Once the pictures are set aside, print the records that follow exactly as written.

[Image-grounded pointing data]
•••••

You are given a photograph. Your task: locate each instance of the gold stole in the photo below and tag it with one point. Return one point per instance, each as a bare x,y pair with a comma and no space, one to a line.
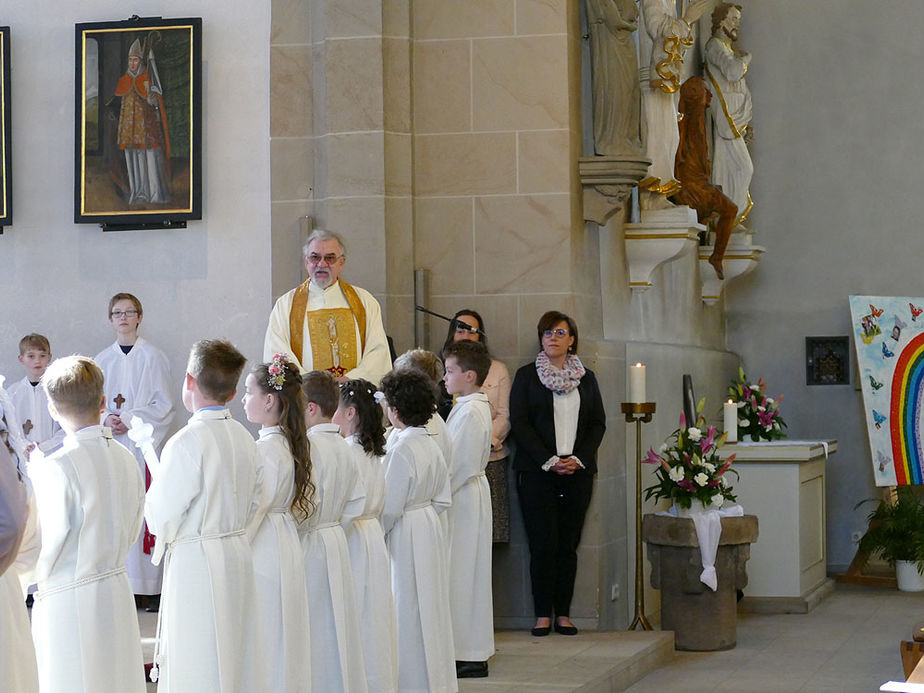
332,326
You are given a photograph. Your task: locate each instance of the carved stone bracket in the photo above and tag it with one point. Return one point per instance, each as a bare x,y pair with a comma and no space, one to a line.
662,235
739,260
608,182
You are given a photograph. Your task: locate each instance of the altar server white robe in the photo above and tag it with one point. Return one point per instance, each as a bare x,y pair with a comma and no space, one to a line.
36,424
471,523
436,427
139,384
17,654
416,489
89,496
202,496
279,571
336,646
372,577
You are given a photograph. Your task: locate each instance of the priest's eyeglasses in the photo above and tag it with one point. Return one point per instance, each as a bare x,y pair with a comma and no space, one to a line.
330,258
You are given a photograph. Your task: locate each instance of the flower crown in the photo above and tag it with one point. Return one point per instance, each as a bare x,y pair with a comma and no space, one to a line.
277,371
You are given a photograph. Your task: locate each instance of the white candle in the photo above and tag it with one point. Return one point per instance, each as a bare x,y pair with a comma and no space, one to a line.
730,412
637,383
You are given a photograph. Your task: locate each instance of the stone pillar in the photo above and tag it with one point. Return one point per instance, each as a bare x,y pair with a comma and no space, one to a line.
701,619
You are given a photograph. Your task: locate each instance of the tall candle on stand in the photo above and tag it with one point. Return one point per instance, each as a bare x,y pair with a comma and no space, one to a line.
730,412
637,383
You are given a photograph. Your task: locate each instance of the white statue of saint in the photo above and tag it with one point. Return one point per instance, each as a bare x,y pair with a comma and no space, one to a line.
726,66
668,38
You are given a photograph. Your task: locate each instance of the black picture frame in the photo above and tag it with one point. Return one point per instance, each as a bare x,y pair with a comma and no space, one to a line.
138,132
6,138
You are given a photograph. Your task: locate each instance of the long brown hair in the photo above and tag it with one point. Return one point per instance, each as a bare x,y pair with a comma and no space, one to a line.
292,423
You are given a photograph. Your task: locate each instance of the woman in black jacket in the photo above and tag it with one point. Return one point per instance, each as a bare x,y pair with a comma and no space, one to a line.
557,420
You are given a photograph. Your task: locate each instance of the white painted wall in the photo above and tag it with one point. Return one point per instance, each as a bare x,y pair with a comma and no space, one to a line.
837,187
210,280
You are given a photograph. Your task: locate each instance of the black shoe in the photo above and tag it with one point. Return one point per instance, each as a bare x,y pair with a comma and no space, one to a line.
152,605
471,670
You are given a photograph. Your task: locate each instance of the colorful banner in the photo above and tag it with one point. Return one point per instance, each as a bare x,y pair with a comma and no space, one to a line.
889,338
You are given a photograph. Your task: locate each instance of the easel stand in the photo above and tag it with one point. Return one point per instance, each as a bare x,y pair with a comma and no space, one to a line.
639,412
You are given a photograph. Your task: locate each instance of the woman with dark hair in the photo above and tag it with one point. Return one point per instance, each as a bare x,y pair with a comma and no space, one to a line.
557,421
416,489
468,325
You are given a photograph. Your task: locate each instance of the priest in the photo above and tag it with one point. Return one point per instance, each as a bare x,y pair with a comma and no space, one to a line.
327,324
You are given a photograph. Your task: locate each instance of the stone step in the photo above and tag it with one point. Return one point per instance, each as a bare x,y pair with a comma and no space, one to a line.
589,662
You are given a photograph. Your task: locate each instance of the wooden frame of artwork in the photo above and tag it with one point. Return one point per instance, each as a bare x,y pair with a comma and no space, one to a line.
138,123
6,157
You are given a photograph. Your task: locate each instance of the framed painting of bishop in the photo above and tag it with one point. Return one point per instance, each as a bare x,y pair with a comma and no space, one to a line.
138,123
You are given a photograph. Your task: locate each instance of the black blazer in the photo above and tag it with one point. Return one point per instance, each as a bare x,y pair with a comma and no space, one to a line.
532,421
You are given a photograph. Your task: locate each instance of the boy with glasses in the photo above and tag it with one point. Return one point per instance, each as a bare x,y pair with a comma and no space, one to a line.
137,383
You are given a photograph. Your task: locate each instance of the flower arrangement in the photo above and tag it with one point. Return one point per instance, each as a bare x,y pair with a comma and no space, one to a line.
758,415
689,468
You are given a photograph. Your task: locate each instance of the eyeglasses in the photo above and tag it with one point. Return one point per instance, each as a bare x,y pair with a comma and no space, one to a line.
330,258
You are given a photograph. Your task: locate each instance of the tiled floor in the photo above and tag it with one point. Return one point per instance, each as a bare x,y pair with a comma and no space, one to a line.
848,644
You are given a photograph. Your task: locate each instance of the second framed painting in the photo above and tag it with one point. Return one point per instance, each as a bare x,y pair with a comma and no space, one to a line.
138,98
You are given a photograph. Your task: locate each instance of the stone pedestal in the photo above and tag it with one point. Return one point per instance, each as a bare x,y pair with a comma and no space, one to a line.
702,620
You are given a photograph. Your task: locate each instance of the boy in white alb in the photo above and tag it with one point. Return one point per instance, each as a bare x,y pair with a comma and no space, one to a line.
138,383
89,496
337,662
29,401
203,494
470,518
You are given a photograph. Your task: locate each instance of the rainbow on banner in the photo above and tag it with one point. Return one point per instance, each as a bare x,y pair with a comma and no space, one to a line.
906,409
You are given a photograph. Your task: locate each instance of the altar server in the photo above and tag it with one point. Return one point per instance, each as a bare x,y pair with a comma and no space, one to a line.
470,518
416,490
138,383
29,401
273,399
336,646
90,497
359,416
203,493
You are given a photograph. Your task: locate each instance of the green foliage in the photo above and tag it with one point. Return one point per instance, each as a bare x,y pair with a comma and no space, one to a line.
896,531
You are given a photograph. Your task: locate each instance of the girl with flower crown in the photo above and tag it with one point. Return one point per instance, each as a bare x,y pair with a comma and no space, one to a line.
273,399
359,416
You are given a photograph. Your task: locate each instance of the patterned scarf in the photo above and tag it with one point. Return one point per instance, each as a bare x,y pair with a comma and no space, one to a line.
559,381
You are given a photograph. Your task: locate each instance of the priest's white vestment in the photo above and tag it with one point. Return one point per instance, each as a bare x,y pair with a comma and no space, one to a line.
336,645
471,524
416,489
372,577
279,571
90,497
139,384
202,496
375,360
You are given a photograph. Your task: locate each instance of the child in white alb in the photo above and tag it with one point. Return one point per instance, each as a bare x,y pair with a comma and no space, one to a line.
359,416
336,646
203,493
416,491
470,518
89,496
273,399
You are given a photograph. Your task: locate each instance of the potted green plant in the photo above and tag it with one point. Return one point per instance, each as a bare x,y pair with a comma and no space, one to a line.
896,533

•••••

▸ Task result
You are given a photograph. Your task: locate each instance of the gold stole in the photo below and tag it with one point. Return one point per instance, each as a bare x,y pair with a comma and no space, one to a line.
332,326
You are given a photograph. Your task: locate each instance of the carved stone bracket in the photo above and tag it with one point. Return one point per instance, each as a bare x,y pair with a comma and no space, one to a line.
662,235
739,260
608,182
You are given a photograph. Your task: locate each instance of the altar server white robe in the photo above and tag it with one point. Return one point per instance, each as a bare x,y pair with a comma and no space, one to a line.
36,424
471,523
436,427
139,384
17,654
416,489
89,496
202,496
279,571
336,646
372,577
You are given a photograph. Your task: locate each instance of the priest's eyeglasses in the photo above and tag it with one point. Return one point per instance, each as a bare x,y pair with a comma and no space, one to a line.
330,258
You are given a photograph. Your task: locate each instance of the flower crown in the photo above and tag it with one point. Return one point per instance, each as a bare x,y pair with a comma and no space, one to a line.
277,371
You are given a photograph. Your task: locate each instance of the white candle in the photo above and tag it with one point. Return one point per instance, each as a bare x,y pair with a comma and no space, one to a line.
730,412
637,383
You are given a photograph. Your task: locate each instance of the stone pillar in the photo above and tag it with one point. Return one point per instance, each as a bare x,y pair with a comma and no space, one to a line.
701,619
You are given a photograph. Your task: locate each instance of the tall candle on stand in the photo above and tag it with one point. Return one point per instance, each as a bare x,y pair with a comma and no space, one to a line.
730,412
637,383
You are given a photograph. Your task: locate each instance of the white statue of saint in the photo above and tag it with one point. Return one point per instance, each as a bare x,y pair with a comma and no space, one to a line.
726,66
668,38
You are given a photograph. Your task: locate each instance of the black picture frame in the photo above and tag it with one point. Return one point per instance, each as a bare x,y pair with a comma and no space, one to a line.
138,132
6,138
You are given a photograph. Your task: locate each instance of the long brown hair in the photo above and tag it with one point. Return one point per instance, each as a bare x,y pair with a comma and no space, one to a line.
292,423
You are given a photograph. Your task: locate each instance of the woman in black jacket in the photo above and tag it with one point. Return one point per instance, each as a bare x,y pair with a comma and no space, one to a line.
557,420
You are given a photograph. Your task: locate each instance of the white painted wall in the photo above and tag it with one point. Return one point per instance, each as a bare x,y pair with a comma and no space, one to a line.
837,187
210,280
You are given a photograph. Your task: locate each instance of the black shoe in the photo above and tag it with one point. Return one point per instance, each as a bare x,y pair with a comma and no space, one to a line.
152,605
471,670
You are given a photograph. Your task: locate each instance of the colorful banner in the photo above and tag it with one point. Return one point per instance, each as a bare x,y pair with a comma and no space, one to a line.
889,338
You are given a photograph. Your task: locate each instance of the easel stand in the photo above and tag it with one point. Return one point per instance, each as a bare x,y pair with a comma and no space, one to a line.
639,412
You are given a photograph. Your task: locate each instance of the woman with dark hair in the photo above and tag it with one point. Return one point per instance, each as a bare x,y pair with a comma and no space, one to a line.
557,421
416,489
468,325
You are given a photograph. Your task: locate each instance of the priest in the photo above and tag it with one point. Return one point per instance, each as a bare x,y pair with a comma and no space, one to a line.
327,324
You are given a photograph. Your task: locate each instance of the stone step in the photo above and tag it with one point. Return one point per instance, each as a bare x,y pair with a comma and no space, one to a line.
589,662
You are given a photograph. Your task: locate each instance of the wooden frame of artwork in the photo above and tag it with one point. Return one point per instance, each as a bare x,y pair with a comma and no space, one to a line.
138,123
6,157
You are given a photograph. Your task: locate each instance of the framed painting of bishop in the photo above and tag it with one point. Return one point per instance, each as a bare x,y pair with a comma and no space, one to a line.
138,123
You are given a photograph. Your task: locate each instance of the black blazer in the photo above and tag it with one point. Return one point per instance, each as a bare x,y pair with a comma and no space, one to a line.
532,421
You are given a photograph. Your task: locate each instance of the boy with glasses in the photo above and tag it with one point. Return one point per instance, each as a bare x,y pair with a comma and no space, one to a line.
137,383
You are given a photograph. Your task: locate each instance of the flower arrangement in the photo above and tag it with one point. Return one point per instance, each as a bare x,y pair with a comma and no space, one to a line.
758,415
689,468
You are given a photograph. Your task: locate each instance of the eyeglasses in the photo above and tag it with one point. Return one point per instance, each as a bare x,y pair with a comma and no space, one to a line.
330,258
You are given a photograph. Your task: locate each instance of the tiled floor in the photo above and tag it with one point. Return one point per instance, each as a bare x,y pair with a comma and no space, one to a line.
848,644
You are given a photograph. Your task: locate each instance of the second framed painting in the photo above and tag it with one point. Return one point per instance, each as a bare x,y pair with a comma and no space, one to a line.
138,98
You are given a photograph. Your task: locate each instance of the stone pedestal in the photo above and tag it with one point. Return one point per instance, each as a bare x,y pair with a comma and no space, one to a line.
702,620
You are given a photograph. Your task: locate each instance of the boy in white alb in the photo above and tag it with one point. Return one point per instance, each as a bare x,y pair with a comma and no space, one to a line.
138,383
89,496
337,662
29,401
203,494
470,518
You are given a photograph. Your task: locate each instance of the rainbow on banner in the photo above and tag it with one point. Return one point per instance, each as a bare x,y pair with a comma and no space, one to a line.
906,409
You are given a photograph. Your task: locate each instance of the altar server in the photo above and tag it with one point. Return one point per instance, each as a bare x,y pair with a comma and no space, one to a line.
470,518
416,490
138,383
29,401
273,399
336,646
90,497
359,416
203,493
You are given a photograph. Your task: locate each instance of the green foliage in the photo above and tag it with one point. Return one point per instance, each as a bare x,y pair with a comma and no space, one to a line.
896,531
You are given a photograph. Your task: locate each instance of the girl with flower crown in the photo above and tag it with one point. Return one point per instance, each as a bare x,y pair with a comma and no space, one to a line.
273,399
359,416
You are given a photograph. Your task: locate each instance of the patterned scarf in the photo above and tag it with one point. Return one point per instance, each as a bare x,y pair with a comma and no space, one to a line.
559,381
You are given a photograph. Your task: locate each instance of the priest's white vestment in the photo above and tag it with one point. Return one point per instance, each as a bare x,y pair with a comma and no space, one to a line.
336,645
471,524
416,489
372,577
279,571
90,497
139,384
202,496
375,360
You are given a photograph. Your task: locate each instance of the child in white alb in the photo above and tag it with one point. Return one point per instance, each as a bare x,y pair with a comma and no space, one to a line.
359,416
336,646
203,493
416,491
470,518
89,496
273,399
You are given a photograph. Your task: locate each instance of the potted green plant in the photo above and tag it with one point. Return one point per instance, each as a bare x,y pair with a comma and no space, one to a line.
896,533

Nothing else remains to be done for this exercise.